(Instructions to follow) Copy out, from the entries below, each line that holds the string "dark".
---------------
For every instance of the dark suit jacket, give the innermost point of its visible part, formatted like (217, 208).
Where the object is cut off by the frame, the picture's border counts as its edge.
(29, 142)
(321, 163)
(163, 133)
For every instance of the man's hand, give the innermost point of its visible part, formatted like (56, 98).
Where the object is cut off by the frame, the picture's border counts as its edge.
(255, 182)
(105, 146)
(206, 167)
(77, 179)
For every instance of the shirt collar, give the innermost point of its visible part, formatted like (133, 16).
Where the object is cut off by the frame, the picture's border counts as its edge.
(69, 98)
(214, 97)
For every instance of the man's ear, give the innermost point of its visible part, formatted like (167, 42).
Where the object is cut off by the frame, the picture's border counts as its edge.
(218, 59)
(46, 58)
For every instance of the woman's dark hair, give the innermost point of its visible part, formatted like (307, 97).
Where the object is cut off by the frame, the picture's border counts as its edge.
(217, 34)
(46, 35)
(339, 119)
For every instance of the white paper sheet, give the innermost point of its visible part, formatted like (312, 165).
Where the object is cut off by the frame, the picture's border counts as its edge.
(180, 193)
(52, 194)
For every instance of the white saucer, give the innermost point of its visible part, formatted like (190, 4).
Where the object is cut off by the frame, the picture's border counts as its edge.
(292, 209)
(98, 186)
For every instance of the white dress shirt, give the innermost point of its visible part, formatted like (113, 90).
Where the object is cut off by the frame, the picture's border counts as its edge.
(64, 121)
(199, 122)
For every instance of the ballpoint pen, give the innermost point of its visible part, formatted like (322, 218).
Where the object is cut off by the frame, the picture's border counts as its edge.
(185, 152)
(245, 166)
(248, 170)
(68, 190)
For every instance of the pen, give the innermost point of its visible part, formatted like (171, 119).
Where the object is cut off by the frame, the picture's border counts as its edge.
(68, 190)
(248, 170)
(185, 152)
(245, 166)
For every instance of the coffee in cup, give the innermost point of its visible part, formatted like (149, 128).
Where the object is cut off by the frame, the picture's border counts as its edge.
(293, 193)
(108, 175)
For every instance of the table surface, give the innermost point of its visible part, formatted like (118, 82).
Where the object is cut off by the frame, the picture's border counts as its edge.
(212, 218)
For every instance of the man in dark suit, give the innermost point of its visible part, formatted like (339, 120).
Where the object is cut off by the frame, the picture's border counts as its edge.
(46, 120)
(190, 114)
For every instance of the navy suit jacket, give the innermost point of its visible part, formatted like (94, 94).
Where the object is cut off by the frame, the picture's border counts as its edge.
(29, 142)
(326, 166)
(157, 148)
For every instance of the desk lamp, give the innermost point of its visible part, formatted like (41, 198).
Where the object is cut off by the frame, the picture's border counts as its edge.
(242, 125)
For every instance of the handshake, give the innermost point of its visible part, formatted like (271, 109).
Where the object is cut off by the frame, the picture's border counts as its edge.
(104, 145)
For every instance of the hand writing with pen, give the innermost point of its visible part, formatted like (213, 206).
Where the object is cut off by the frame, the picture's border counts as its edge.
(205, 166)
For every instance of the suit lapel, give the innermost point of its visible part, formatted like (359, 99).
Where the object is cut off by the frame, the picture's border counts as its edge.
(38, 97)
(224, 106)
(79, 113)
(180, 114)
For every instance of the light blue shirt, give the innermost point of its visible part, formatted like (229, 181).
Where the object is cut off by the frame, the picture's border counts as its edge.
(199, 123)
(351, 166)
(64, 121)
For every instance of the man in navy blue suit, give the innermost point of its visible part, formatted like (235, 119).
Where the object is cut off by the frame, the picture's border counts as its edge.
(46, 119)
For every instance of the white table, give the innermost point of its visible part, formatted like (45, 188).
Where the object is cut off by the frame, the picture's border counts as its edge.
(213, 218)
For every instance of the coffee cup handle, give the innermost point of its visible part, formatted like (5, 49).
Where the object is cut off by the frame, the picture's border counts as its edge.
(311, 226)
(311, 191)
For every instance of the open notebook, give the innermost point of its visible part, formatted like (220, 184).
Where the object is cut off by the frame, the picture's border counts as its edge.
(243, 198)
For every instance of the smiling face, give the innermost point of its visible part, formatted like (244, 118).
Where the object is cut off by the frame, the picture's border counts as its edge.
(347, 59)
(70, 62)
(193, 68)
---------------
(Answer section)
For every instance of the dark suit jacket, give the innermost point of its visible part, formatted like (217, 208).
For every instance of the woman's dark hair, give the innermost point of its visible part, formatted like (307, 97).
For every instance of the man in dark suit, give the innermost point of its visible part, formatted like (339, 120).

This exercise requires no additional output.